*TASK DETAILS*: From the records below, print exactly the lines starting at the one containing "Please tag every instance of the dry reed" and ending at the one containing "Reviewer note: confirm that every instance of the lotus bud", ends included, and nothing else.

*** GIVEN DATA Section Begins ***

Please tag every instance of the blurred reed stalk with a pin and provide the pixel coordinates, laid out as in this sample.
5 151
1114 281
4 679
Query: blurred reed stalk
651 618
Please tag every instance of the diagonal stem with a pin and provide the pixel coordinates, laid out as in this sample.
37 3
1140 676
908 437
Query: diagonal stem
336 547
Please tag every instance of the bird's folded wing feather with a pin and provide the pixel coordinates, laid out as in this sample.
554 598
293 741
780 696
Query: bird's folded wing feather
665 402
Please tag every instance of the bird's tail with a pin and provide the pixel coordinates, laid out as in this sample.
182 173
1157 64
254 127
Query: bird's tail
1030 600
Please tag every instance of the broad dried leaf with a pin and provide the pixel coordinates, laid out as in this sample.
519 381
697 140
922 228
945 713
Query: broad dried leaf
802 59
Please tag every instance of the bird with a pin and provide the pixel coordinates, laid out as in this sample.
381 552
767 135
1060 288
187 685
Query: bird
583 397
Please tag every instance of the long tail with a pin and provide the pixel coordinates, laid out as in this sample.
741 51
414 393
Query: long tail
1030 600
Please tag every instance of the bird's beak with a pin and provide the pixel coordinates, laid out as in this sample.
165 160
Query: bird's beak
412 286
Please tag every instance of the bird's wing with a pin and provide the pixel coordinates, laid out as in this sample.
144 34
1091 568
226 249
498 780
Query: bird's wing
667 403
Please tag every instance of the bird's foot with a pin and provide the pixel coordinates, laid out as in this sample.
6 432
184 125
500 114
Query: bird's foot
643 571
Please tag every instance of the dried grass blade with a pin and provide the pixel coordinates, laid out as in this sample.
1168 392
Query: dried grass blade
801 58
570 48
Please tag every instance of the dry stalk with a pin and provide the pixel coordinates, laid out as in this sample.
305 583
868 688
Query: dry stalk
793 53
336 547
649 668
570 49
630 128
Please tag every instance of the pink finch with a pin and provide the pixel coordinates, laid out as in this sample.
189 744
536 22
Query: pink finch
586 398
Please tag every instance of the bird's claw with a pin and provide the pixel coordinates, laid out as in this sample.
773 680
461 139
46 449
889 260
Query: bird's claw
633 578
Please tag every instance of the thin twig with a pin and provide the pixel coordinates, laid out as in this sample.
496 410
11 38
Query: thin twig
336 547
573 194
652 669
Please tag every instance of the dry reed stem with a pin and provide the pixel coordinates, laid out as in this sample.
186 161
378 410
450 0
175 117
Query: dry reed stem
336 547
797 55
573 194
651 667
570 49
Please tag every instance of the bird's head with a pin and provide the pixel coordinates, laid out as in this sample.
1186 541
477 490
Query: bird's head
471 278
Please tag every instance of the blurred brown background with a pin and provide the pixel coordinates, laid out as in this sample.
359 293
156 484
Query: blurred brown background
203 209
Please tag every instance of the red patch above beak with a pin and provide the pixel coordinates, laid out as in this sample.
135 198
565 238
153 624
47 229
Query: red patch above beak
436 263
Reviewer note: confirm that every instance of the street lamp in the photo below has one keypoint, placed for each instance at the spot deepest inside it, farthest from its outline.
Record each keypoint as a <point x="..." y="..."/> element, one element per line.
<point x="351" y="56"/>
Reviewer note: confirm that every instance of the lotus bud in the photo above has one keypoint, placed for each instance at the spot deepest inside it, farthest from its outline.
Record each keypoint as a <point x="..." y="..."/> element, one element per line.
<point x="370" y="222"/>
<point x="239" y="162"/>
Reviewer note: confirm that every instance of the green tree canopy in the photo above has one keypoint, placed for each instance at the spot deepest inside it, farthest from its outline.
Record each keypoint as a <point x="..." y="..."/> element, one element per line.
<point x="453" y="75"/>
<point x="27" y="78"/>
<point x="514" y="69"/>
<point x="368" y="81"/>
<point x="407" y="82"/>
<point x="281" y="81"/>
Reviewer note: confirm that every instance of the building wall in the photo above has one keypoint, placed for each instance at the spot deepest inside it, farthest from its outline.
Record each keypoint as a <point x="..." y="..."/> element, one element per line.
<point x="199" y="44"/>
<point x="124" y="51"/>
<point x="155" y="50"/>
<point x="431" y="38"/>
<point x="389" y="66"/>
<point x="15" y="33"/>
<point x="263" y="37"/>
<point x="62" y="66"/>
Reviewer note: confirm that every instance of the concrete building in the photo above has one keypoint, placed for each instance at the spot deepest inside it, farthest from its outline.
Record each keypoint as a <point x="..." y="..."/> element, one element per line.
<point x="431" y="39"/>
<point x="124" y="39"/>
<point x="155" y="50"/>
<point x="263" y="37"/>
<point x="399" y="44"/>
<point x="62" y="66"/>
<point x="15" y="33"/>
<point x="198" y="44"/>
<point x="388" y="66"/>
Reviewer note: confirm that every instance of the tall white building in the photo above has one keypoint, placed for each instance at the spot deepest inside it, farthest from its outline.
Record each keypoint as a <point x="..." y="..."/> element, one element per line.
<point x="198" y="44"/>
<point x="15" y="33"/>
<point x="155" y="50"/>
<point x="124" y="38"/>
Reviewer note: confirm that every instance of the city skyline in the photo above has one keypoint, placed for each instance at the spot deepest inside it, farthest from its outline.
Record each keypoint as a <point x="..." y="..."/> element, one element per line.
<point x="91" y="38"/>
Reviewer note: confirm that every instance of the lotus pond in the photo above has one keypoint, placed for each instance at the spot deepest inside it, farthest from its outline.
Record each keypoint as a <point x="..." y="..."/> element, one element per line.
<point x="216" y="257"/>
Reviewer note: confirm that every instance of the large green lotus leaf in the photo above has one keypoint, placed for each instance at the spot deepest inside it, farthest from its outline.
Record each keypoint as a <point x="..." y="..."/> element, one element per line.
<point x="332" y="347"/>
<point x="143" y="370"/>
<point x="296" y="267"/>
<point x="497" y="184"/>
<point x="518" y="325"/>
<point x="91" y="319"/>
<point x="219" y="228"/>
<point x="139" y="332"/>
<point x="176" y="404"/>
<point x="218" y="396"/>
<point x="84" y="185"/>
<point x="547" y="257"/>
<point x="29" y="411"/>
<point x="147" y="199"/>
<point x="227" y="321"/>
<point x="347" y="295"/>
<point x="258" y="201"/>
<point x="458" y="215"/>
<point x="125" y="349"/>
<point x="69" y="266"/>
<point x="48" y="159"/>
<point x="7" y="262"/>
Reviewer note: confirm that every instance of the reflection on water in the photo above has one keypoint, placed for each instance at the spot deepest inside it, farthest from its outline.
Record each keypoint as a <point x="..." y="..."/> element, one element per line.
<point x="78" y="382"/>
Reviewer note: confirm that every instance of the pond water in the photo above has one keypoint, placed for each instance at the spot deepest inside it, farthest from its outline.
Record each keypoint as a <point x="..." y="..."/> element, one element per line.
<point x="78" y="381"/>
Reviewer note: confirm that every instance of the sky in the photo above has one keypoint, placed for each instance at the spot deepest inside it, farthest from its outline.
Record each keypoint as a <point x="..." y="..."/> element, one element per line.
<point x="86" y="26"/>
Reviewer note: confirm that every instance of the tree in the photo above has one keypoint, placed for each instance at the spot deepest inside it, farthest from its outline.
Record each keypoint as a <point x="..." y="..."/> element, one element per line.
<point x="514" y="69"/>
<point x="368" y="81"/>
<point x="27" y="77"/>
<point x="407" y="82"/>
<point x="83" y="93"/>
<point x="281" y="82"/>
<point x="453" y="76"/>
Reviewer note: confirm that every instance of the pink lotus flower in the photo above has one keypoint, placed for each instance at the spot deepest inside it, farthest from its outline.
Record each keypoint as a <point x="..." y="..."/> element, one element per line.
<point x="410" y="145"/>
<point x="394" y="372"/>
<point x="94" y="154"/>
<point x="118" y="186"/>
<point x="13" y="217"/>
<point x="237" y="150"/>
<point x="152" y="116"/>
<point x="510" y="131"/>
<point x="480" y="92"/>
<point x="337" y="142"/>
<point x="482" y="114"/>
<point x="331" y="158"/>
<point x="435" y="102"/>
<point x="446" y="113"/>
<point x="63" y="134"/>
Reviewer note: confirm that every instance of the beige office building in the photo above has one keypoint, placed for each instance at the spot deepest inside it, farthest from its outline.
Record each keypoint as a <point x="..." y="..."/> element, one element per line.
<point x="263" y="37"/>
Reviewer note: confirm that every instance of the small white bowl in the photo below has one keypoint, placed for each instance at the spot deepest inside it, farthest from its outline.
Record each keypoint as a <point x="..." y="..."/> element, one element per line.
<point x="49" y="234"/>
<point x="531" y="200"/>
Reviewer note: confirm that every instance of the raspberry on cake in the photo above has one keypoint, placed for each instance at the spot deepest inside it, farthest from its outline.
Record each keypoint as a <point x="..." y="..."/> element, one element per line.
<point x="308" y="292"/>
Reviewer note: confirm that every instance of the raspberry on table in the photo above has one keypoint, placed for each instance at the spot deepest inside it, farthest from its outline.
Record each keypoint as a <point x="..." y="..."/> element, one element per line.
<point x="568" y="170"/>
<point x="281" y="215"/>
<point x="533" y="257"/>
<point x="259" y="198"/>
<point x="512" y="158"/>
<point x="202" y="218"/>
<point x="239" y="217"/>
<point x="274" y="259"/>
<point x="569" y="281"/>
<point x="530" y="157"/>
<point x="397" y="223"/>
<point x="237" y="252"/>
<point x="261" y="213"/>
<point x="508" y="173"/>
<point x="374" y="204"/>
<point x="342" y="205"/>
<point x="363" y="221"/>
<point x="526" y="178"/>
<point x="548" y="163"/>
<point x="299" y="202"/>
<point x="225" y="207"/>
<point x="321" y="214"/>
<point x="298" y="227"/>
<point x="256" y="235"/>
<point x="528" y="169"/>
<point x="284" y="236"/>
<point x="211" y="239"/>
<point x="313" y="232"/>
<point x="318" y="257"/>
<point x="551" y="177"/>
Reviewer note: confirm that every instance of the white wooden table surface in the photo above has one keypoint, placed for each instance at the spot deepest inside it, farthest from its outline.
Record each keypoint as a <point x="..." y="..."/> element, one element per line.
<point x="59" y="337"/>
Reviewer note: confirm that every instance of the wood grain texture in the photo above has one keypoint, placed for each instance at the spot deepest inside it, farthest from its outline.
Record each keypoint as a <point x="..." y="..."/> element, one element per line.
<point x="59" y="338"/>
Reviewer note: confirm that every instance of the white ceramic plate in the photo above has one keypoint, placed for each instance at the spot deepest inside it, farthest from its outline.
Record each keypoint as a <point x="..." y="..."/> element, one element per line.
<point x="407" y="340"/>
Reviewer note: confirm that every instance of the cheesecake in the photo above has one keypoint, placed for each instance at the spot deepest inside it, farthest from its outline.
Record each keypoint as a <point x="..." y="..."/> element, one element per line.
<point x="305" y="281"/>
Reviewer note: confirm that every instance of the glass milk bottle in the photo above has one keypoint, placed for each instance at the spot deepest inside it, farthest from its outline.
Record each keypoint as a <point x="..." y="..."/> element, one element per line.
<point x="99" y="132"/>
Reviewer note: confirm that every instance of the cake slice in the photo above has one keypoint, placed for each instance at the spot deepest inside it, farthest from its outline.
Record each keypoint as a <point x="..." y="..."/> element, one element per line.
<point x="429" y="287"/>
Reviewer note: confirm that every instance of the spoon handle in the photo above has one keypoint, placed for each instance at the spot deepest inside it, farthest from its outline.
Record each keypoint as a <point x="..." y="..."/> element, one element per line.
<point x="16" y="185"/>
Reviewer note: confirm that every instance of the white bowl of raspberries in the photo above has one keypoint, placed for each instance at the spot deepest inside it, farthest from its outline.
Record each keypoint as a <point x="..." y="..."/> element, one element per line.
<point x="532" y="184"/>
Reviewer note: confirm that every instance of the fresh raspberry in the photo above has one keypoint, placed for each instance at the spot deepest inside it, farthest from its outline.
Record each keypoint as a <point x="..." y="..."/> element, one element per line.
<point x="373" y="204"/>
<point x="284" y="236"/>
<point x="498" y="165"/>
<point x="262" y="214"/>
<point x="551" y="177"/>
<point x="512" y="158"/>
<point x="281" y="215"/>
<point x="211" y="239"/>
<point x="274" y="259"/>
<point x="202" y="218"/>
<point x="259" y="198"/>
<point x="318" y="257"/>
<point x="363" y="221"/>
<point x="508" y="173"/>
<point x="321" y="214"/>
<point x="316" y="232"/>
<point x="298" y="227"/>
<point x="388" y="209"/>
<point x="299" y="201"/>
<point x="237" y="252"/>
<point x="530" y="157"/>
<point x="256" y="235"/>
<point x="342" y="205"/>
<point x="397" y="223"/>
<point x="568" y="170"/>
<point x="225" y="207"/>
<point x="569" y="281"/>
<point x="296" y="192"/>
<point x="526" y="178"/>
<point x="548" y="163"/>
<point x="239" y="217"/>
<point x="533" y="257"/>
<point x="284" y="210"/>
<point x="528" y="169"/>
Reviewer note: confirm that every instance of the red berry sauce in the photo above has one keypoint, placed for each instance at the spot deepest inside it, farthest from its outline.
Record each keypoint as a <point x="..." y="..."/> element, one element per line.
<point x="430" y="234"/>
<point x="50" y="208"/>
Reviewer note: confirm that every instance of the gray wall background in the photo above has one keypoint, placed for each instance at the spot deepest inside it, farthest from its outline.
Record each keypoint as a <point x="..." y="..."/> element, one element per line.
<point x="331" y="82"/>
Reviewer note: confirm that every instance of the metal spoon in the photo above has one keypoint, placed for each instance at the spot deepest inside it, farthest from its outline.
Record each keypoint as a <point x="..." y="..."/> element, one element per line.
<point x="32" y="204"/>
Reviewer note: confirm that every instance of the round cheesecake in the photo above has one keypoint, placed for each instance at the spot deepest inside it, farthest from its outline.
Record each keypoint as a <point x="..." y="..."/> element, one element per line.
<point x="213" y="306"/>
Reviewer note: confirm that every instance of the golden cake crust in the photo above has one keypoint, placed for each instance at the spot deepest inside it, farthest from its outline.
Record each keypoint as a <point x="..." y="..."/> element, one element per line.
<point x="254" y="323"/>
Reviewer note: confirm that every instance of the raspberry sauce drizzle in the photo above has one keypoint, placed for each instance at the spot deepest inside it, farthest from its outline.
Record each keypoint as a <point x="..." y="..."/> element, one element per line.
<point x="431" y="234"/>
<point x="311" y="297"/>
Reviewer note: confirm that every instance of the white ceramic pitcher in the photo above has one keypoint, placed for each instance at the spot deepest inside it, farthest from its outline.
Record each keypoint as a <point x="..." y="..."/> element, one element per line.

*** GIVEN DATA Section Ends ***

*ANSWER SPACE*:
Please tag every instance of the dry reed stem with a pin and provide the pixel coordinates, laid out as in this sample.
186 161
378 410
450 0
175 117
Query: dry reed stem
336 547
797 55
573 194
651 667
570 49
Please tag every instance of the bird's head with a pin and provide the pixel coordinates, laid out as in this sample.
1186 541
477 490
Query: bird's head
471 278
Please tag every instance of the blurred brown background with a pin and provide the pixel coordinates, laid out as in this sample.
359 293
156 484
Query: blurred brown background
203 209
Please tag every instance of the red patch above beak with a pin and provide the pixel coordinates, laid out as in this sample.
135 198
565 238
153 624
47 229
Query: red patch above beak
436 263
Reviewer note: confirm that every instance of the street lamp in the photo below has one keypoint, placed for each instance at the spot deepest inside it, farthest from its outline.
Record each keypoint as a <point x="..." y="..."/> element, one element per line.
<point x="351" y="56"/>
Reviewer note: confirm that every instance of the lotus bud in the photo above has one keypoint, placed for each instance at the spot deepest inside it, farthest from its outline.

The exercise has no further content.